**Page extract:**
────────────────────
- Artwork for UK CD2 (1997)

Single by Olive

from the album Extra Virgin
- Released: 19 August 1996
- Genre: Breakbeat
- Length: 4:30 (album version); 3:45 (1996 radio edit); 4:08 (1997 radio edit);
- Label: RCA; BMG;
- Songwriters: Tim Kellett; Robin Taylor-Firth;
- Producers: Tim Kellett; Robin Taylor-Firth;

Olive singles chronology
| "Miracle" (1996) | "You're Not Alone" (1996) | "Outlaw" (1997) |

Music video
- "You're Not Alone" on YouTube

= You're Not Alone (Olive song) =

1996 single by Olive

"You're Not Alone" is a song written by Tim Kellett and Robin Taylor-Firth and performed by British trip hop group Olive. Released as a single from their debut album, Extra Virgin (1996), in August 1996, it found greater success in 1997 in a remixed version, reaching number one on the UK Singles Chart that May. It won one of the Ivor Novello Awards in the category of Best Dance Music. Three different music videos were filmed for "You're Not Alone". The song has been covered by a number of artists, most notably by German trance DJ and producer ATB in 2002 and Danish singer-songwriter Mads Langer in 2009.
────────────────────
**Given data:**
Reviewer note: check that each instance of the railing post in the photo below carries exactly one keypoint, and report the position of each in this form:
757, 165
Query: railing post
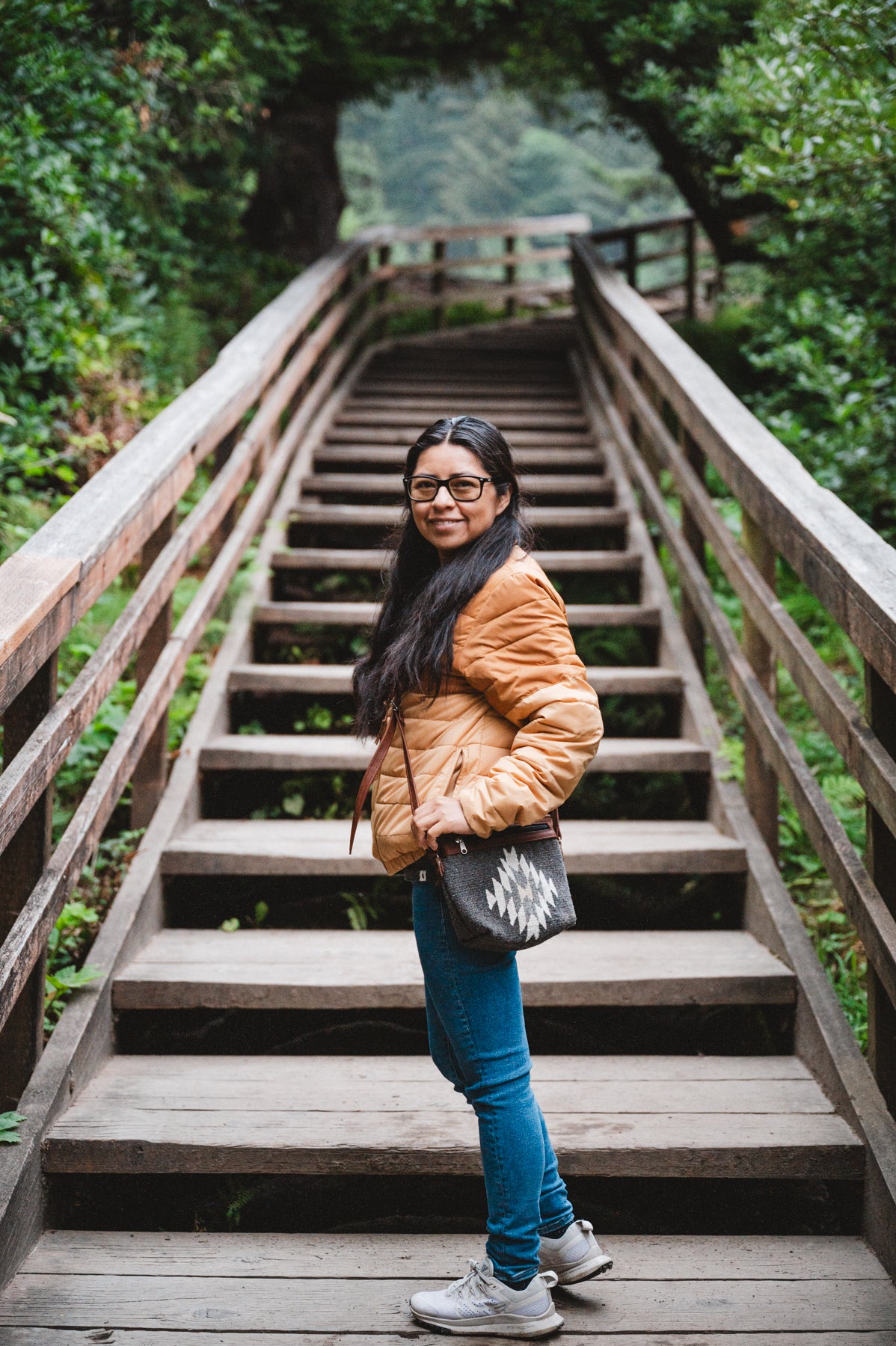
20, 867
693, 536
761, 782
439, 282
151, 772
631, 259
690, 268
225, 528
880, 861
510, 275
384, 257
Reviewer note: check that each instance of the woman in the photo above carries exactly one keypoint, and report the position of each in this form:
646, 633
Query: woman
501, 722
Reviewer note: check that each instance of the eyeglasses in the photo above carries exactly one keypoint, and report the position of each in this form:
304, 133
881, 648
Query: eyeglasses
461, 486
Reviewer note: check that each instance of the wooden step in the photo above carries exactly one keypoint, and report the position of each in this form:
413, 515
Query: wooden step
527, 459
269, 847
345, 753
357, 969
352, 1290
375, 560
337, 679
429, 388
389, 516
365, 614
431, 407
608, 1116
384, 484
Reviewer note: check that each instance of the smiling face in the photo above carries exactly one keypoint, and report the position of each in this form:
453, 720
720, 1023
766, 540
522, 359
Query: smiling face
444, 521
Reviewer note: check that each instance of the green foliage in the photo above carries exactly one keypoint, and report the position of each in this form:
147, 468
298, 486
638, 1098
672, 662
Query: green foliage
811, 102
475, 151
67, 942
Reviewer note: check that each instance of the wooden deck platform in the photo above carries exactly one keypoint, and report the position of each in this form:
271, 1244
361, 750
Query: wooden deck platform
756, 1113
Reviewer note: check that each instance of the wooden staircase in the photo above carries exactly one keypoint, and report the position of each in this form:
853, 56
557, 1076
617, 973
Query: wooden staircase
670, 929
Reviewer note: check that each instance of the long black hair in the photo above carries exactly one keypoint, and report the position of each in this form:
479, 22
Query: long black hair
411, 646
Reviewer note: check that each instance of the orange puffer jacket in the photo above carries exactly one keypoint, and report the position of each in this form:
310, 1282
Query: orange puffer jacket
515, 728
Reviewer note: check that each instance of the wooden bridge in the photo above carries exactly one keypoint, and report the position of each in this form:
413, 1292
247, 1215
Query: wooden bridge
236, 1137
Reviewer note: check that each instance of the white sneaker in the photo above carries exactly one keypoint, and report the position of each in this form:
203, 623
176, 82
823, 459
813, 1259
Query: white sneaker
479, 1305
574, 1256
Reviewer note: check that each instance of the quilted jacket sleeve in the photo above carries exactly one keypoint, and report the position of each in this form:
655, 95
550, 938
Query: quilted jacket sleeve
515, 648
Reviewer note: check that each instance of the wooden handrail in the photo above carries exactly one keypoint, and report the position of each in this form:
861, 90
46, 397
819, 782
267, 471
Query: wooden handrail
654, 384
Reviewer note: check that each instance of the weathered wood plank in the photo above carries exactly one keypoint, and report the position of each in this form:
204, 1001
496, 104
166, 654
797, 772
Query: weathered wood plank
337, 677
30, 932
864, 905
301, 847
367, 435
101, 528
373, 559
690, 1258
844, 562
794, 1146
345, 753
346, 968
384, 484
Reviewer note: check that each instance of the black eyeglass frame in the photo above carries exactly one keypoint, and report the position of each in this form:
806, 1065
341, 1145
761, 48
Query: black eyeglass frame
446, 482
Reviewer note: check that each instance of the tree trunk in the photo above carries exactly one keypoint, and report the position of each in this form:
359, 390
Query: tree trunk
295, 212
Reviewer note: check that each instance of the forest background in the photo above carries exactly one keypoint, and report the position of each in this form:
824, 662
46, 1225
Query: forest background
167, 166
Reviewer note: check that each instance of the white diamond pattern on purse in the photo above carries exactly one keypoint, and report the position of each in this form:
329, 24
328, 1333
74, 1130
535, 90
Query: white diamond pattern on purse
522, 893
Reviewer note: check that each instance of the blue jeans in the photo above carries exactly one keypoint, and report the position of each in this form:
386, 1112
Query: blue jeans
478, 1041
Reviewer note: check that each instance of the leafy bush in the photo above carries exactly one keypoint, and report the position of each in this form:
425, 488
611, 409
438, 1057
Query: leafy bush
811, 101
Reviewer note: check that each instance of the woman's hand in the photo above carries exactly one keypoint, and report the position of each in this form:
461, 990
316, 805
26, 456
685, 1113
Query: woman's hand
438, 816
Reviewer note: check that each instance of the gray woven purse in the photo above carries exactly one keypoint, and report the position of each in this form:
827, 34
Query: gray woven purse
505, 891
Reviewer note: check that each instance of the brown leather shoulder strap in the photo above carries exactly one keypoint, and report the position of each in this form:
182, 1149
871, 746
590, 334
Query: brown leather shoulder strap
396, 722
372, 773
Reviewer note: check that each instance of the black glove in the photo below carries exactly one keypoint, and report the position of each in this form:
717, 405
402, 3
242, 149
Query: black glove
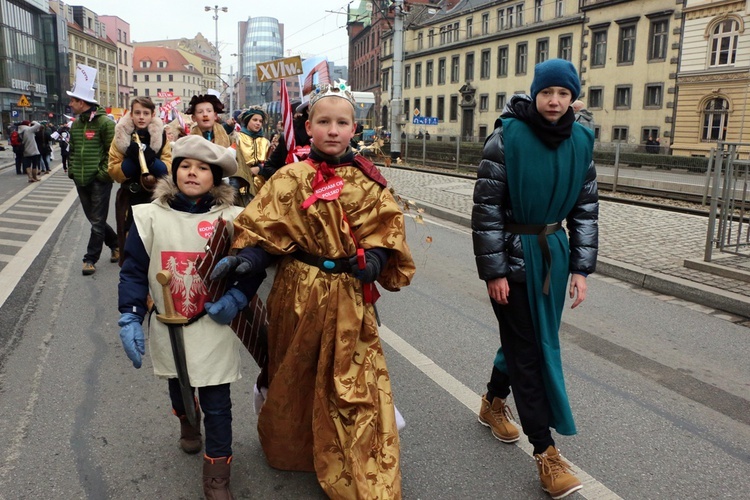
────────────────────
From the page on Olive's single You're Not Alone, pull out verbatim the passage that opens with the words containing "1996 single by" and closes with "Langer in 2009.".

**Solution to this problem:**
1996 single by Olive

"You're Not Alone" is a song written by Tim Kellett and Robin Taylor-Firth and performed by British trip hop group Olive. Released as a single from their debut album, Extra Virgin (1996), in August 1996, it found greater success in 1997 in a remixed version, reaching number one on the UK Singles Chart that May. It won one of the Ivor Novello Awards in the category of Best Dance Music. Three different music videos were filmed for "You're Not Alone". The song has been covered by a number of artists, most notably by German trance DJ and producer ATB in 2002 and Danish singer-songwriter Mads Langer in 2009.